The answer must be every line of the records below that contains the word "target", copied out.

- **Exercise material**:
Segment Open

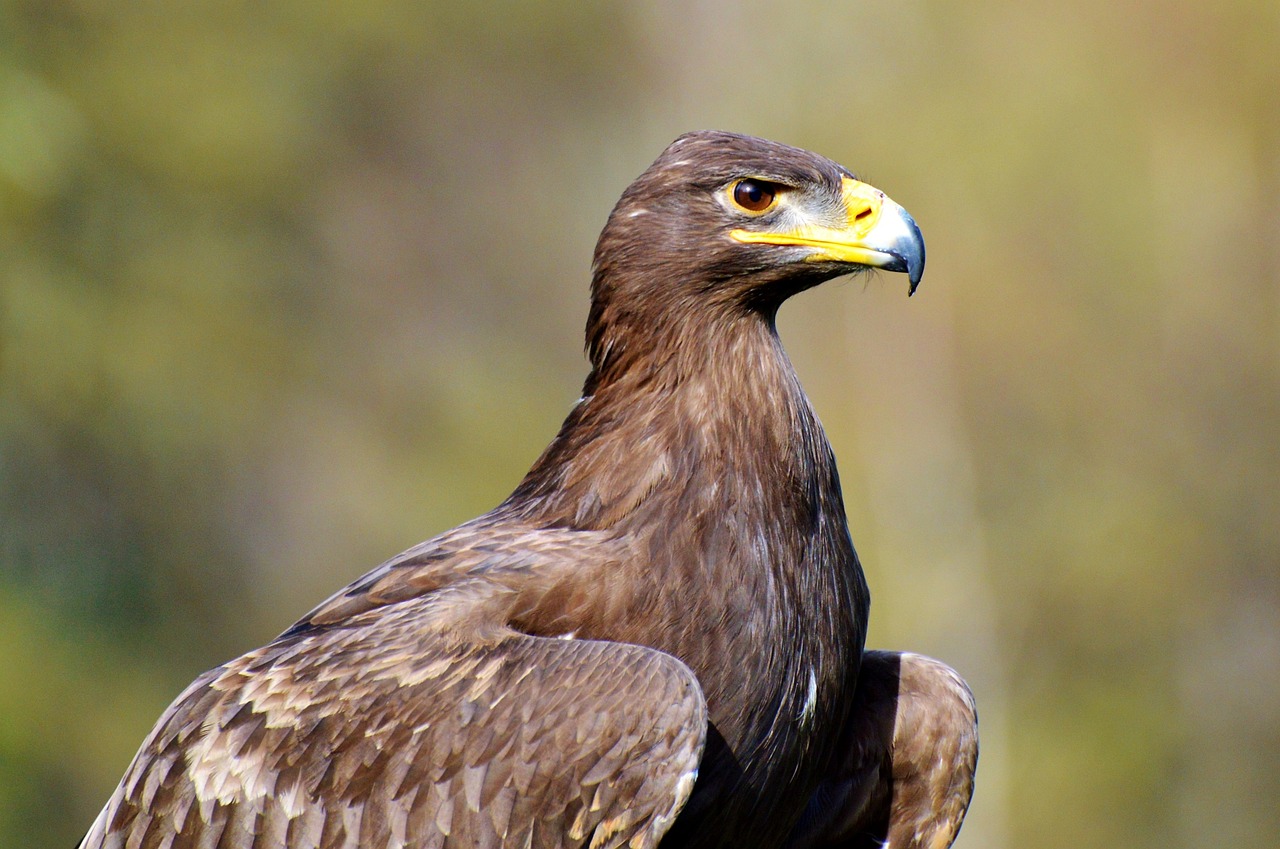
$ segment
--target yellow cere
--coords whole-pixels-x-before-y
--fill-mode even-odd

Segment Closed
Segment Open

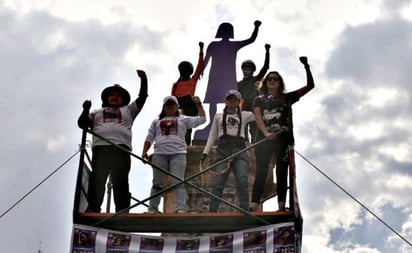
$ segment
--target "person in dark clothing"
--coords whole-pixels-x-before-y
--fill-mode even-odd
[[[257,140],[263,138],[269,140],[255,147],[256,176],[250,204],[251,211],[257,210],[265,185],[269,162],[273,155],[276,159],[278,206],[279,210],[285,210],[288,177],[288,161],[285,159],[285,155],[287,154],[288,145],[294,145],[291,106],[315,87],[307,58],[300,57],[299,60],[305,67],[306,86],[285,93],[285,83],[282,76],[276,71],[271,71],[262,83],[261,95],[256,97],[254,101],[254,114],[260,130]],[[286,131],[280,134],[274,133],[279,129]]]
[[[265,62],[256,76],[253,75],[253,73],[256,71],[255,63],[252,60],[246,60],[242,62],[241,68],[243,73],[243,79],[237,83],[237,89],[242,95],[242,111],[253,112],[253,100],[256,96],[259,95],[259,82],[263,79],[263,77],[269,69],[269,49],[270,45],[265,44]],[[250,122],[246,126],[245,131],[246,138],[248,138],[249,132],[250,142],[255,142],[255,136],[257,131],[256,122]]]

Segment Closed

- **Response box**:
--target yellow cere
--target "person in dark clothing"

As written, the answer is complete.